[Problems to work on]
**a)** In the news item below on biological motion perception, how many light points made up the walker shown to participants?
**b)** Using the news item below on biological motion perception, decide whether each statement agrees with it. Answer yes or no, and quote the words that decide it.
(i) Participants saw the walker for two seconds before giving their judgment.
(ii) Dorita H.F. Chang is currently at Queen's University.
(iii) Participants could not tell the walker's facing direction once the 11 dots were randomly scrambled.
**c)** In the news item below on biological motion perception, rewrite the paragraph beginning "After a two-second display" more briefly, keeping its main facts.

[Document extract]
....
Toronto, July 8 (IANS) Humans are so good at perceiving others that even a few dots on a screen representing the major joints of a body are enough to retrieve all the information we need -- as long as they move.

 
 This process is called biological motion perception, but what role does the visual system play in that process? Does it use it only to connect the dots to create a coherent, or "global," structure?
 
 "Our visual system is tuned towards perceiving other people. We spend so much time doing that -- seeing who they are, what they are doing, what they intend to do," says psychology professor Nikolaus F. Troje of Queen's University in Kingston, Ontario.
 
 Troje and colleagues -- Masahiro Hirai and Daniel R. Saunders at Queen's, and Dorita H.F. Chang, now at the University of Birmingham, UK -- examined this question, reports the journal Psychological Science.
 
 They presented their participants with computer-generated stimuli showing 11 light points representing the shoulder, hip, elbows, wrists, knees, and ankles of a person walking, as on a treadmill, according to a Queen's statement.
 
 After a two-second display, the observers had to indicate which direction they believed the walker was facing. This is an easy task, and the participants performed it almost without fail -- even though the point-light walker was masked with 100 randomly placed additional dots.
 
 But they were also able to do it if the structure of the body was entirely disrupted by randomly scrambling the 11 dots.
 
 "The local motion of individual dots contained enough information about the walker's facing direction," says Troje.
....
[Exercise data]
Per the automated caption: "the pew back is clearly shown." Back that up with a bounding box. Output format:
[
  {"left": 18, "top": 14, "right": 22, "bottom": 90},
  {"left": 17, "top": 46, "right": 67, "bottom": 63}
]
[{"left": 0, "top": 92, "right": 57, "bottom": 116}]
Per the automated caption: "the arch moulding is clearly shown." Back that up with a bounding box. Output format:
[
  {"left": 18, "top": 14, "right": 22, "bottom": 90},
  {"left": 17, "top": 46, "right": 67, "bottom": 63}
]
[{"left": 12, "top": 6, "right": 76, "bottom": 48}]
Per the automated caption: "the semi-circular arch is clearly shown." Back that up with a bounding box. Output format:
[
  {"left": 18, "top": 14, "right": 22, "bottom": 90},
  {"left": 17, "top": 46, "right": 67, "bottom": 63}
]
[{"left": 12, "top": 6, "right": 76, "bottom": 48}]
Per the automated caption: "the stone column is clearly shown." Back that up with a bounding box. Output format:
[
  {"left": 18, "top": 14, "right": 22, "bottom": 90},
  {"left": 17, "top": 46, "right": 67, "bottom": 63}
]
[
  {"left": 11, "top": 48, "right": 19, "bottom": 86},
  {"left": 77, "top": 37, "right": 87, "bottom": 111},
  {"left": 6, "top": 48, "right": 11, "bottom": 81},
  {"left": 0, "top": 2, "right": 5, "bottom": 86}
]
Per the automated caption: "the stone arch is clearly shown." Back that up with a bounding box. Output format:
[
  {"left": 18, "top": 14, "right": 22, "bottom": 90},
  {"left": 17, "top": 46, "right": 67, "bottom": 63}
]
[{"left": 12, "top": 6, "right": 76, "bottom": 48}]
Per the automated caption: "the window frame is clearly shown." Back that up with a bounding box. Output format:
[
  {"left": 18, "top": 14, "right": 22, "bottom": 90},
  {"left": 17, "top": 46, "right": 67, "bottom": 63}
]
....
[Answers given]
**a)** 11 light points, representing the shoulder, hip, elbows, wrists, knees, and ankles.

**b)**
(i) Yes: "After a two-second display, the observers had to indicate which direction they believed the walker was facing."
(ii) No: "Dorita H.F. Chang, now at the University of Birmingham, UK"
(iii) No: "But they were also able to do it if the structure of the body was entirely disrupted by randomly scrambling the 11 dots."

**c)** After viewing the walker for two seconds, observers indicated which way it faced. They did this almost without error, even with 100 random extra dots masking the walker.